■ **EXTRACTED MATERIAL**:
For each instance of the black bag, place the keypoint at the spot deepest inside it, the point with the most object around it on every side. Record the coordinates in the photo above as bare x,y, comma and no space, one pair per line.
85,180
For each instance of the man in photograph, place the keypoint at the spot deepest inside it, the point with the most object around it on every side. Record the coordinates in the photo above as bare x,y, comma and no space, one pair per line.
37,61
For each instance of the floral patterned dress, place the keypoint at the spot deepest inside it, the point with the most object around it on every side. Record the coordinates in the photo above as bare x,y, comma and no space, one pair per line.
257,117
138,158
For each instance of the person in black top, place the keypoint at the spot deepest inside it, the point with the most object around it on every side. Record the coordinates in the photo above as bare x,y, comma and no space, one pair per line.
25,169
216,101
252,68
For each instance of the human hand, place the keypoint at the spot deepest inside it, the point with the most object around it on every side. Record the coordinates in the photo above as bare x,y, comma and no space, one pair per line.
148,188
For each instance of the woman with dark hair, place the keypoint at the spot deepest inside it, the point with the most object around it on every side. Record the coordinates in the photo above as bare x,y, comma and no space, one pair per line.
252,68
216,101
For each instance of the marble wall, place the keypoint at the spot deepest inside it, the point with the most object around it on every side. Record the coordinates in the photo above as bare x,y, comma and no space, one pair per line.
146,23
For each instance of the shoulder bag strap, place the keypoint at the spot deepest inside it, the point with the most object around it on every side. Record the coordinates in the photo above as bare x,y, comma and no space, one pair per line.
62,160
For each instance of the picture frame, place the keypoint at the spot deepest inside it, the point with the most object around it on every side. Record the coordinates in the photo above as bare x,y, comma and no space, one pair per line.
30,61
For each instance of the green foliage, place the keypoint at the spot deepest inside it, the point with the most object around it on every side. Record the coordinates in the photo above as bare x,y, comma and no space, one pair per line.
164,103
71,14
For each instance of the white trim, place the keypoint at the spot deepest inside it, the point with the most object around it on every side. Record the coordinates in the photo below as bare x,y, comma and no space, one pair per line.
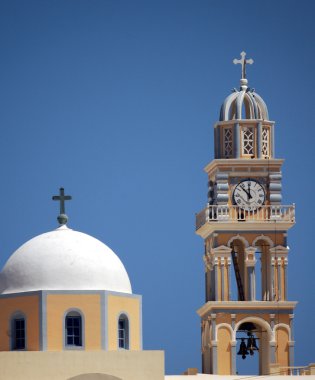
238,237
64,335
263,237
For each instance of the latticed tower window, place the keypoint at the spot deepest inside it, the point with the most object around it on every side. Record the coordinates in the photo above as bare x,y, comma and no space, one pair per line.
248,140
228,142
265,141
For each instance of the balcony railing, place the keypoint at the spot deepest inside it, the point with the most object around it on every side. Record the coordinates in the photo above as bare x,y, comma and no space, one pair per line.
235,214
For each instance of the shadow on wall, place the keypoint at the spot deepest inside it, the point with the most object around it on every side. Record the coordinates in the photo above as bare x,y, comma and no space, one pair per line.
94,376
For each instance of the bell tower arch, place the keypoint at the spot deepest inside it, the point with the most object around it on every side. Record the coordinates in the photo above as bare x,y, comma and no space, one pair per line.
244,227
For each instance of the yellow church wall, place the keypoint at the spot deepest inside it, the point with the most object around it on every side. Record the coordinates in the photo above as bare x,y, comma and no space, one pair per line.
126,365
223,318
282,348
116,305
29,307
57,305
224,351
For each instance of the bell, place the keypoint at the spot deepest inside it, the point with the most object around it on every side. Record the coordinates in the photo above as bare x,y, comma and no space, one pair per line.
243,349
251,344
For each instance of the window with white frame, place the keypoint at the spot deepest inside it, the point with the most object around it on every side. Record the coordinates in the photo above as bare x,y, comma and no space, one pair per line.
227,142
18,333
265,138
73,329
123,332
248,136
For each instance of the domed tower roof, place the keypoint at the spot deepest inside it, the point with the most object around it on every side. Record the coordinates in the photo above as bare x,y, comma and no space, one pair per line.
244,103
64,259
244,130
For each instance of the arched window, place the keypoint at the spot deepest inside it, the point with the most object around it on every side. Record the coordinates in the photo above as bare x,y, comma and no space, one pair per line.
73,329
18,332
123,332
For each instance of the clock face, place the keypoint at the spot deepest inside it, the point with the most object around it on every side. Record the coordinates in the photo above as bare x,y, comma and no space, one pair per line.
249,195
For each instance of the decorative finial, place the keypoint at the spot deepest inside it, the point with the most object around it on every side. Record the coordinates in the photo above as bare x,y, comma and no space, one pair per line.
243,62
62,217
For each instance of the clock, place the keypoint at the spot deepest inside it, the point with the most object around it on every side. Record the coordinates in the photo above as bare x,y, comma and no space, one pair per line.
249,195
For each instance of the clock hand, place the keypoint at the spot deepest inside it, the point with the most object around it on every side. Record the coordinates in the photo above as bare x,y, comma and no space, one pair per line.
247,192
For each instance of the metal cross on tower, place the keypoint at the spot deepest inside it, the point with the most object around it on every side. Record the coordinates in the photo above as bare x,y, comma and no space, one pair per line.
62,218
243,62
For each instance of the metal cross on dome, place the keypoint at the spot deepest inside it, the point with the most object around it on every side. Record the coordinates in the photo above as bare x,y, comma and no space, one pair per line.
243,61
62,218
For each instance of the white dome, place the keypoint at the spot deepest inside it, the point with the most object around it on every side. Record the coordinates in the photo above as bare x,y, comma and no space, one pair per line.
64,259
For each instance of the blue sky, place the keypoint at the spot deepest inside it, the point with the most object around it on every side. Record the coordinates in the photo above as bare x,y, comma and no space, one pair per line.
116,101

■ **STATED TASK**: Omit every picture, then reproduce the rest of the listing exactly.

■ **ANSWER TO THE EXERCISE**:
For each instance of the black bag, place the keypoint at the spot deepest inside it, the point with the most object around it on every side. Record the coordinates in the photo above as bare x,y, comma and no space, one pair per line.
85,180
For each instance of the man in photograph, place the keypoint at the spot deepest inside it, the point with the most object around it on every side. Record the coordinates in the photo above as bare x,y, comma and no space, one pair per line.
37,61
For each instance of the floral patterned dress, place the keypoint at the spot deepest inside it, the point with the most object around it on every side. Record the coordinates in the photo above as bare x,y, comma and no space, one pair per line.
257,117
138,158
For each instance of the person in black top, place the keypoint at the spot deepest inside it, the point with the most object around it on every side. Record the coordinates in the photo above as bare x,y, comma and no space, one pair per line.
25,169
216,101
252,68
For each instance of the human hand, place the keypoint at the spot deepest inside it, the point with the most object around it on every side. Record the coordinates in the photo above as bare x,y, comma and no space, one pair per line.
148,188
For each instance of the woman with dark hair, place the keypoint at the spot deepest inside it, the point with the most object around it on every side. Record the coordinates in the photo above as bare x,y, comma and no space, one pair per line.
252,68
216,101
For each instance of the marble wall, place the keypoint at the spot deepest inside it, the point with the most object around it on every side. Record the coordinates in the photo above as bare x,y, comma and no space, one pair per line.
146,23
For each instance of the shoulder bag strap, place the keypoint at the spot deepest inside it, the point with the most object around it on every side. Record the coordinates in the photo above as bare x,y, comma and no space, one pair per line.
62,160
For each instance of the picture frame, place the keypoint at the spot deepest inside it, the point with the most object around it on every side. Record the coordinates in the photo above as bare x,y, comma and no space, one pair per line.
30,61
For each instance of the green foliage, place the keypoint at the spot deepest inside it, the point with the most object around it on every side. Record the coordinates in the photo above as bare x,y, comma and no space, one pair per line.
164,103
71,14
For each instance of the white trim, place the keypoint at the spot deepest inside it, the point with the most object around it on every side. Record the coordinates in the photo below as bare x,y, comma and no space, one pair per line.
238,237
64,335
263,237
For each instance of the latticed tower window, place the keypoint at the spot deepest inside it, the point with the most object around it on every side. Record the coordinates in the photo above as bare x,y, comma and no space, one pair per line.
248,140
228,142
265,141
For each instance of the balcony railing, place the keypoint at the spot deepest inside it, the point with the most object around it on every side. Record the coordinates in the photo above as bare x,y, comma and no space, one pair per line.
235,214
For each instance of the shadow on wall, place the keypoint at the spot deepest inside it, the point with the most object around it on every side. Record the coordinates in the photo above as bare x,y, comma and no space, one pair per line.
94,376
For each instance of the bell tower arch, place the keypoint at the spot deepest inside it, the point with the most object around it on every side. Record the coordinates in the photo above as bare x,y, comma and no space, one pair per line.
244,227
For each instance of the yellow church wall, place the keypoint at the spot deepest inside it, the point with the most object around it on every side. Record the coordinates in the photo above as bare x,y, comma and no space, one pair per line.
126,365
223,318
282,348
116,305
29,307
57,305
224,351
For each instance of the bell, place the keypoint at the spot deepest inside it, the point with the most object around it on every side. Record the coordinates in the photo above as bare x,y, comma and no space, one pair per line.
243,349
251,344
For each instance of the window with white frame, place the keypoint at the spot deepest inside it, the point with the most object around it on every side. Record the coordinates in the photo above as bare x,y, comma and no space, one pair per line.
227,142
18,333
265,138
73,329
123,332
248,136
For each instance of the domed tower roof, place the keypoint at the spot deepest inside it, the point with the most object around it on every side. Record the coordinates in the photo above as bare x,y, comma and no space, one pair per line.
244,103
64,259
244,130
For each instance of the arched window, place the keypoint at the spot deepest inside it, the point with the most object around it on every side. Record the coordinates in the photo above as bare x,y, comma and no space, one pair per line.
73,329
18,332
123,332
For each instance of the clock face, place the keypoint at the spot deepest inside it, the point with the most object around it on every side. Record the coordinates in the photo above as bare x,y, comma and no space, one pair per line.
249,195
For each instance of the decorative finial, place the keypoint at the spot deepest inside it, the point with the most object around it on every side. Record the coordinates in the photo above as bare x,y, comma and no space, one pair per line.
243,62
62,217
For each instance of the clock, place the keypoint at the spot deepest inside it, the point with the most object around it on every side. Record the coordinates in the photo above as bare x,y, comma and no space, one pair per line.
249,195
For each instance of the clock hand, place the keypoint at the spot deepest inside it, the point with the most object around it on every side. Record the coordinates in the photo above as bare x,y, comma and no space, one pair per line.
247,192
For each instance of the metal cross on tower, place the keypoint at the spot deepest inside it, the point with the most object around it on every side. Record the coordinates in the photo above as bare x,y, comma and no space, one pair per line.
62,218
243,62
For each instance of the metal cross on dome, place the keypoint at the spot deepest inside it, the point with the most object around it on every side. Record the coordinates in the photo above as bare x,y, comma and no space, one pair per line.
243,61
62,218
For each instance of the white dome, place the keypoint at the spot deepest inside it, the point with the most object around it on every side. Record the coordinates in the photo above as bare x,y, comma and no space, one pair per line.
64,259
For each instance of the blue sky, place the keypoint at the spot deepest inside it, the point with the most object around it on every side. Record the coordinates in the photo above as bare x,y, comma and no space, one pair per line.
116,101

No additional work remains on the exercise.